"""
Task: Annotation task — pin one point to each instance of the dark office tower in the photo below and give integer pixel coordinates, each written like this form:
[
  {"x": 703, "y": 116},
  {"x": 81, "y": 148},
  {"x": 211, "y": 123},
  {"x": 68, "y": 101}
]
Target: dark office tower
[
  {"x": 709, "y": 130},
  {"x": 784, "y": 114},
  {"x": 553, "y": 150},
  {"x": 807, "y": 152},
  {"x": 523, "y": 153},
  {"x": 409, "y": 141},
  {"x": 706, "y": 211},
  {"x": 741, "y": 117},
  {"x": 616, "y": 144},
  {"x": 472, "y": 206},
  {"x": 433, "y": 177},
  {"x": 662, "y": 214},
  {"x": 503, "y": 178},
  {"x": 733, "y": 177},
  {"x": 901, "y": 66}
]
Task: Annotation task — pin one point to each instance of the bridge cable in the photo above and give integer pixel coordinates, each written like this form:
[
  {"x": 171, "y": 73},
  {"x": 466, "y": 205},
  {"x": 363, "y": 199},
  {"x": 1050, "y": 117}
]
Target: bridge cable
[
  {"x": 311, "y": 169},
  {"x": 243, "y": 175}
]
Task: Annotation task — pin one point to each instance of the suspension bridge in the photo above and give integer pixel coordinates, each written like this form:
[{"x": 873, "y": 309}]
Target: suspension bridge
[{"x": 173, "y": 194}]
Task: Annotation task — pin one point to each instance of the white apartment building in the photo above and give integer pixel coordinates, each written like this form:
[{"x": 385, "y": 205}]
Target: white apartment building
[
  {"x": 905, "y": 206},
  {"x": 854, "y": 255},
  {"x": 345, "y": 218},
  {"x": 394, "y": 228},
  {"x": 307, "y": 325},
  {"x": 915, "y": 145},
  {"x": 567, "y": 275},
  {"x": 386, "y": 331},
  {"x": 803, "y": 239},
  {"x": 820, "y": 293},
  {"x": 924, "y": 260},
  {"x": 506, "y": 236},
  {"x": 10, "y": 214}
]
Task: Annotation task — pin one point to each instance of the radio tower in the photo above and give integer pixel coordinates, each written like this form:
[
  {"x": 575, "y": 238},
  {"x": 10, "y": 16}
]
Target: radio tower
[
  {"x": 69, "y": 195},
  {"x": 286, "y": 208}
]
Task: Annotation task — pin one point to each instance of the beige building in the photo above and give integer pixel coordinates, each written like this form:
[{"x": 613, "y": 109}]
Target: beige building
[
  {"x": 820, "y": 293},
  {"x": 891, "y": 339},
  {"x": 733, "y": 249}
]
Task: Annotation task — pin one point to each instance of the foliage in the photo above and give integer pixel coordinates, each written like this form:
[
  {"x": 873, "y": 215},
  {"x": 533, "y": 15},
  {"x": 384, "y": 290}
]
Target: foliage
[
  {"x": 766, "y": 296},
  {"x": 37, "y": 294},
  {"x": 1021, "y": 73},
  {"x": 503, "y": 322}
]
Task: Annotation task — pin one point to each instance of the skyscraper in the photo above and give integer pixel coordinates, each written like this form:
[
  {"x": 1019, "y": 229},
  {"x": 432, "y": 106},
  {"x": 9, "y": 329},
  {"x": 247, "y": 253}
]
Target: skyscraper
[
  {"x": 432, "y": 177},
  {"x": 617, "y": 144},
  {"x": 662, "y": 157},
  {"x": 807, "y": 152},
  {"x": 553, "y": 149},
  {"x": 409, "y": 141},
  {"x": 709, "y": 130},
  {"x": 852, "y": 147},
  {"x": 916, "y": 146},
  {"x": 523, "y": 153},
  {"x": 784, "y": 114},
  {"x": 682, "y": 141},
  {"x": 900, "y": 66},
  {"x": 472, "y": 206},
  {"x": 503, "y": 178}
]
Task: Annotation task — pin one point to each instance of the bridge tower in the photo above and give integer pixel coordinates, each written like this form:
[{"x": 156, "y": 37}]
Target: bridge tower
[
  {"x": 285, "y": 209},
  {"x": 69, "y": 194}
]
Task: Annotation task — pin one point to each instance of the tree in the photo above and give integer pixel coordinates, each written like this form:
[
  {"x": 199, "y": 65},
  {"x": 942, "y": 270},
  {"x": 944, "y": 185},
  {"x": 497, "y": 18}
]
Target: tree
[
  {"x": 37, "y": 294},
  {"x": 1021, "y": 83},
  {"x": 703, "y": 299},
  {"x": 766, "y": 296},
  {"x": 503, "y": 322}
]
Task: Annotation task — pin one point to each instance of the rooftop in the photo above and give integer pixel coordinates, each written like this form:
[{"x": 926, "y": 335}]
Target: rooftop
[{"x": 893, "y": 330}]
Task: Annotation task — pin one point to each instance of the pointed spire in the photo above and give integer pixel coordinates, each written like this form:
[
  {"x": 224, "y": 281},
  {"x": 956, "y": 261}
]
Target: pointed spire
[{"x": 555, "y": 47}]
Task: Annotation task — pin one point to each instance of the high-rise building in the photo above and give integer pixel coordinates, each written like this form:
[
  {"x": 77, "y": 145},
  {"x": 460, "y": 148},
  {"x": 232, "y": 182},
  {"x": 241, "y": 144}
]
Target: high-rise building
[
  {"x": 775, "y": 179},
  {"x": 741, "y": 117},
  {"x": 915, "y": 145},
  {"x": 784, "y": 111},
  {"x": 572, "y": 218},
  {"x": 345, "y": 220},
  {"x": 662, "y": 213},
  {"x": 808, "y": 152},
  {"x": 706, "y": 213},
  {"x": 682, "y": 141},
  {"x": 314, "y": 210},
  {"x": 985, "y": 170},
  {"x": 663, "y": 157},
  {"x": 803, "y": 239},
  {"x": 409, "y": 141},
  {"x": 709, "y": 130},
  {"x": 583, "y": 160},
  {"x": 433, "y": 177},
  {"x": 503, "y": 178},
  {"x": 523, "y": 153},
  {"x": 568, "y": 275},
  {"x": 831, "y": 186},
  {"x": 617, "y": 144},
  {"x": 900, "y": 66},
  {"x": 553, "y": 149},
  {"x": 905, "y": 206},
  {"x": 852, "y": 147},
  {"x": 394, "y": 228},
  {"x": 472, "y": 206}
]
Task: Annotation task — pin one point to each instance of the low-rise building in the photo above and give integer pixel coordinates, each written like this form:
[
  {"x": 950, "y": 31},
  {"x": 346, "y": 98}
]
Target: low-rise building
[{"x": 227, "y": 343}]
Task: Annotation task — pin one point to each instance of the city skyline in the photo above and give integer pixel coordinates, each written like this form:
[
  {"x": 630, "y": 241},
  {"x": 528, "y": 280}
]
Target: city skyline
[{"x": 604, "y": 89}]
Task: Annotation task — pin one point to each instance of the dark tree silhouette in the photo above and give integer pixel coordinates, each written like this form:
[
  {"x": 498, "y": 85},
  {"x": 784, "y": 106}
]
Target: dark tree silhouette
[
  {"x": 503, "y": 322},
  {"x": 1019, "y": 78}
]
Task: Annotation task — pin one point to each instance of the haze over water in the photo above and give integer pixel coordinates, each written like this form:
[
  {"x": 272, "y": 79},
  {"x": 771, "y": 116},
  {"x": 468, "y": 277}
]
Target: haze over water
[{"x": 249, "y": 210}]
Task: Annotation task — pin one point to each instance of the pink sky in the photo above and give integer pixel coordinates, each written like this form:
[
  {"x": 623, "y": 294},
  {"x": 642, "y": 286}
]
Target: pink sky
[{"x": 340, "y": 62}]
"""
#### Task to complete
Please set down the whole listing above without altering a single line.

#### Result below
Task: Annotation task — pin one point to each instance of the dark office tower in the photo below and give integer pixel coordinates, each written like this form:
[
  {"x": 703, "y": 116},
  {"x": 81, "y": 148},
  {"x": 211, "y": 123},
  {"x": 68, "y": 101}
]
Target: dark office tower
[
  {"x": 709, "y": 130},
  {"x": 784, "y": 114},
  {"x": 553, "y": 150},
  {"x": 807, "y": 152},
  {"x": 523, "y": 153},
  {"x": 409, "y": 141},
  {"x": 706, "y": 211},
  {"x": 741, "y": 117},
  {"x": 616, "y": 144},
  {"x": 472, "y": 206},
  {"x": 433, "y": 177},
  {"x": 662, "y": 214},
  {"x": 503, "y": 178},
  {"x": 733, "y": 177},
  {"x": 901, "y": 66}
]
Task: Annotation task — pin one point to each instance of the bridge cable in the photo above and give integer pixel coordinates, each written like this form:
[
  {"x": 171, "y": 73},
  {"x": 466, "y": 205},
  {"x": 363, "y": 199},
  {"x": 1050, "y": 117}
]
Target: bridge cable
[
  {"x": 311, "y": 169},
  {"x": 243, "y": 175}
]
Task: Annotation task — pin one point to each instance of the suspension bridge in the photo above and give integer pixel coordinates, each written like this form:
[{"x": 873, "y": 309}]
Target: suspension bridge
[{"x": 173, "y": 194}]
Task: Annotation task — pin one point to each instance of the white apartment building in the photo above and give integer pixel coordinates, each written like this form:
[{"x": 385, "y": 205}]
Target: white apartment building
[
  {"x": 905, "y": 206},
  {"x": 854, "y": 255},
  {"x": 345, "y": 218},
  {"x": 394, "y": 228},
  {"x": 307, "y": 325},
  {"x": 915, "y": 145},
  {"x": 567, "y": 275},
  {"x": 386, "y": 331},
  {"x": 803, "y": 239},
  {"x": 820, "y": 293},
  {"x": 924, "y": 260},
  {"x": 506, "y": 236},
  {"x": 10, "y": 214}
]
Task: Annotation task — pin one point to each instance of the radio tower in the photo above and give integer pixel coordinates, each written like this form:
[
  {"x": 575, "y": 238},
  {"x": 10, "y": 16}
]
Target: radio tower
[
  {"x": 69, "y": 195},
  {"x": 286, "y": 208}
]
Task: Annotation task — pin one point to each instance of the beige building in the photo above and give integer pixel coordinates, each written like this form:
[{"x": 613, "y": 109}]
Target: beige building
[
  {"x": 820, "y": 293},
  {"x": 891, "y": 339},
  {"x": 733, "y": 249}
]
Task: Annotation task — pin one point to each instance of the foliage in the photo above and give integer pixel coordinates, each written like this form:
[
  {"x": 873, "y": 215},
  {"x": 533, "y": 15},
  {"x": 384, "y": 290}
]
Target: foliage
[
  {"x": 766, "y": 296},
  {"x": 37, "y": 294},
  {"x": 1021, "y": 73},
  {"x": 503, "y": 322}
]
Task: Annotation task — pin one point to each instance of the skyscraper in the photo above and give integer pixel coordinates, each written like this form:
[
  {"x": 1019, "y": 229},
  {"x": 432, "y": 106},
  {"x": 9, "y": 329},
  {"x": 247, "y": 253}
]
Target: skyscraper
[
  {"x": 432, "y": 177},
  {"x": 617, "y": 144},
  {"x": 662, "y": 157},
  {"x": 807, "y": 152},
  {"x": 553, "y": 149},
  {"x": 409, "y": 141},
  {"x": 709, "y": 130},
  {"x": 852, "y": 147},
  {"x": 916, "y": 146},
  {"x": 523, "y": 153},
  {"x": 784, "y": 114},
  {"x": 682, "y": 141},
  {"x": 900, "y": 66},
  {"x": 472, "y": 206},
  {"x": 503, "y": 178}
]
Task: Annotation task — pin one point to each instance of the bridge tower in the photo above and give integer pixel coordinates, each written like this form:
[{"x": 156, "y": 37}]
Target: bridge tower
[
  {"x": 285, "y": 209},
  {"x": 69, "y": 194}
]
Task: Annotation task — pin one point to each instance of the tree in the photo above and give integer pixel coordinates, each written like this form:
[
  {"x": 199, "y": 65},
  {"x": 942, "y": 270},
  {"x": 944, "y": 185},
  {"x": 497, "y": 18}
]
Target: tree
[
  {"x": 37, "y": 294},
  {"x": 1021, "y": 83},
  {"x": 703, "y": 299},
  {"x": 766, "y": 296},
  {"x": 503, "y": 322}
]
Task: Annotation task — pin one point to each instance of the rooftop in the photo above and give integer pixel coordinates, each written like this form:
[{"x": 926, "y": 335}]
Target: rooftop
[{"x": 893, "y": 330}]
Task: Annotation task — pin one point to each instance of the pointed spire in the photo above and give integer pixel coordinates, each written like this form:
[
  {"x": 224, "y": 281},
  {"x": 956, "y": 261}
]
Target: pointed spire
[{"x": 555, "y": 47}]
Task: Annotation task — pin one point to each instance of the high-rise building in the photo above and give integer pixel coordinates, each written like this form:
[
  {"x": 77, "y": 145},
  {"x": 460, "y": 148},
  {"x": 232, "y": 182},
  {"x": 241, "y": 144}
]
Target: high-rise building
[
  {"x": 775, "y": 179},
  {"x": 741, "y": 117},
  {"x": 915, "y": 145},
  {"x": 784, "y": 111},
  {"x": 572, "y": 218},
  {"x": 345, "y": 220},
  {"x": 662, "y": 213},
  {"x": 808, "y": 152},
  {"x": 706, "y": 213},
  {"x": 682, "y": 141},
  {"x": 314, "y": 210},
  {"x": 985, "y": 170},
  {"x": 663, "y": 157},
  {"x": 803, "y": 239},
  {"x": 409, "y": 141},
  {"x": 709, "y": 130},
  {"x": 583, "y": 160},
  {"x": 433, "y": 177},
  {"x": 503, "y": 178},
  {"x": 523, "y": 153},
  {"x": 568, "y": 275},
  {"x": 831, "y": 186},
  {"x": 617, "y": 144},
  {"x": 900, "y": 66},
  {"x": 553, "y": 149},
  {"x": 905, "y": 206},
  {"x": 852, "y": 147},
  {"x": 394, "y": 228},
  {"x": 472, "y": 206}
]
Task: Annotation task — pin one point to each instance of the low-rise building in the photo above and give integer pixel coordinates, each written like this form:
[
  {"x": 950, "y": 31},
  {"x": 346, "y": 98}
]
Target: low-rise building
[{"x": 227, "y": 343}]
Task: Annotation task — pin one point to each instance of the city skyline in the photo above and give integer pixel coordinates, each written like this form:
[
  {"x": 630, "y": 241},
  {"x": 528, "y": 280}
]
Target: city skyline
[{"x": 604, "y": 89}]
Task: Annotation task — pin one point to each instance of the dark tree silhouette in the photo above and give integer pixel coordinates, each written like this form:
[
  {"x": 498, "y": 85},
  {"x": 784, "y": 106}
]
Target: dark tree silhouette
[
  {"x": 503, "y": 322},
  {"x": 1019, "y": 78}
]
Task: Annotation task — pin one point to each instance of the haze over water in the photo above and give integer pixel coordinates, each written like this form:
[
  {"x": 272, "y": 79},
  {"x": 771, "y": 116},
  {"x": 468, "y": 277}
]
Target: haze over water
[{"x": 249, "y": 210}]
Task: Annotation task — pin one point to each instance of the pink sky in the photo above and give integer pixel coordinates, each written like this form:
[
  {"x": 623, "y": 294},
  {"x": 642, "y": 286}
]
Target: pink sky
[{"x": 340, "y": 62}]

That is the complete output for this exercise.